#### Problem details
Repeat the items below word for word, starting at the line that contains "of the window" and ending at the line that contains "pixel 316 130", and leave the pictures out.

#### Dataset records
%%

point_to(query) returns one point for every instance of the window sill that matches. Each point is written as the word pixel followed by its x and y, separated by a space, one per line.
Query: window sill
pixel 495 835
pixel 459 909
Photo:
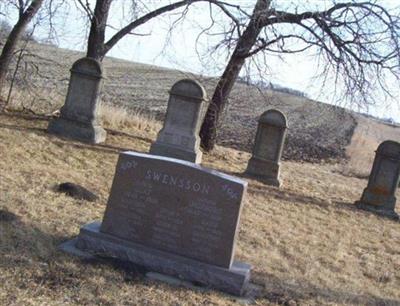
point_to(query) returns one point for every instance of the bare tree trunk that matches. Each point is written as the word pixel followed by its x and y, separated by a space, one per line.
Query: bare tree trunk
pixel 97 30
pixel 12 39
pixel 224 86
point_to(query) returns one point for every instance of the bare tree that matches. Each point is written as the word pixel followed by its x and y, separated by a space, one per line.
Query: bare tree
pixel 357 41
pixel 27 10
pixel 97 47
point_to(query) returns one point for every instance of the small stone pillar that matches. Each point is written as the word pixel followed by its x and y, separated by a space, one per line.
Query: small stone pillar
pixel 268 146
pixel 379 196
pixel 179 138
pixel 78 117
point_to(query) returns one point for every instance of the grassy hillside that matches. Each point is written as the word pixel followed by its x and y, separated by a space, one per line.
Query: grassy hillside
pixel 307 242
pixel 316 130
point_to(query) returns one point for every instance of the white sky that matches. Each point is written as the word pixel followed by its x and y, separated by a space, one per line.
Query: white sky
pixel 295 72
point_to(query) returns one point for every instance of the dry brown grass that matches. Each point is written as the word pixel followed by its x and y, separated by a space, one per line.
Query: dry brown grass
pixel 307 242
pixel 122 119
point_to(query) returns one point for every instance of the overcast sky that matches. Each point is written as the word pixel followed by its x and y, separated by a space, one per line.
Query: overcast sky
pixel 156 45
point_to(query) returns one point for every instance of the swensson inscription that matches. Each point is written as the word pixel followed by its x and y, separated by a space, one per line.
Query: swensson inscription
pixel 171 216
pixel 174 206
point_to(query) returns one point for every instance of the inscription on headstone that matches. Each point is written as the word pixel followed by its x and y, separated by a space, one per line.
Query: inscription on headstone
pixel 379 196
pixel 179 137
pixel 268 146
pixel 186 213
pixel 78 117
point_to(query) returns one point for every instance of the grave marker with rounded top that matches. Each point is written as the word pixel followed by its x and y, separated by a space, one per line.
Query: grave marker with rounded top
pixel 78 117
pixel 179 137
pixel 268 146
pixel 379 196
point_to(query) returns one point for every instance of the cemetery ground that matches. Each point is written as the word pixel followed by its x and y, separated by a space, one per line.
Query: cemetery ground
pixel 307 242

%%
%%

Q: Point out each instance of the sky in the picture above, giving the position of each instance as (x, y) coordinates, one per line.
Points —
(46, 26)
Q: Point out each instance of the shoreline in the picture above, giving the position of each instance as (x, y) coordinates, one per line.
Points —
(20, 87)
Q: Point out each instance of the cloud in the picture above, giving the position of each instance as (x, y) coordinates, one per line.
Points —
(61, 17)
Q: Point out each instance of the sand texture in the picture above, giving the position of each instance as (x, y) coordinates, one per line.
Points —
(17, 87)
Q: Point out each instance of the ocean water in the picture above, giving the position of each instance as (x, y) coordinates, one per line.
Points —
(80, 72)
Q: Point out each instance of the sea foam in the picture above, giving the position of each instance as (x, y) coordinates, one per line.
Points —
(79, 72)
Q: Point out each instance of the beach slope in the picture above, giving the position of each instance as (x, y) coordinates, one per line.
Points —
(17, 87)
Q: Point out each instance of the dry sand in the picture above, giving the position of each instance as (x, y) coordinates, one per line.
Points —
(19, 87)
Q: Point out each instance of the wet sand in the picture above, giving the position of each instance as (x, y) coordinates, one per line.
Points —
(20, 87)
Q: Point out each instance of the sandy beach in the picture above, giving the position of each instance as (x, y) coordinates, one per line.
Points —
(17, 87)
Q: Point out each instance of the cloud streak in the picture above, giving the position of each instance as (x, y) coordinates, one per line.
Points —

%%

#### Expected answer
point_to(query) returns one point for every instance of the window sill that matches. Each point is written as the word pixel followed by its x and y, separated by a space, one per line.
Query: window sill
pixel 495 835
pixel 459 909
Photo:
point_to(query) returns one point for every instance of the bare tree trunk that matches. Each point is written as the word pixel followed by its x and y, separated by a space, one per line.
Query: bare tree trunk
pixel 97 30
pixel 12 39
pixel 224 86
point_to(query) returns one point for every instance of the bare tree that matches. Each point is written as the word pixel followed by its x and y, separated by a space, one per line.
Query: bare tree
pixel 357 41
pixel 27 10
pixel 97 47
point_to(query) returns one point for every instance of the small stone pillar that matches. Each point is written as the word pixel followed by its x and y, separated by a space, one per line.
Query: small stone pillar
pixel 268 146
pixel 379 196
pixel 179 138
pixel 78 117
point_to(query) returns one point for every instance of the grassy hillside that matches. Each point is written as the word pixel followed by its x and y, separated by a space, one per line.
Query: grassy hillside
pixel 307 242
pixel 316 130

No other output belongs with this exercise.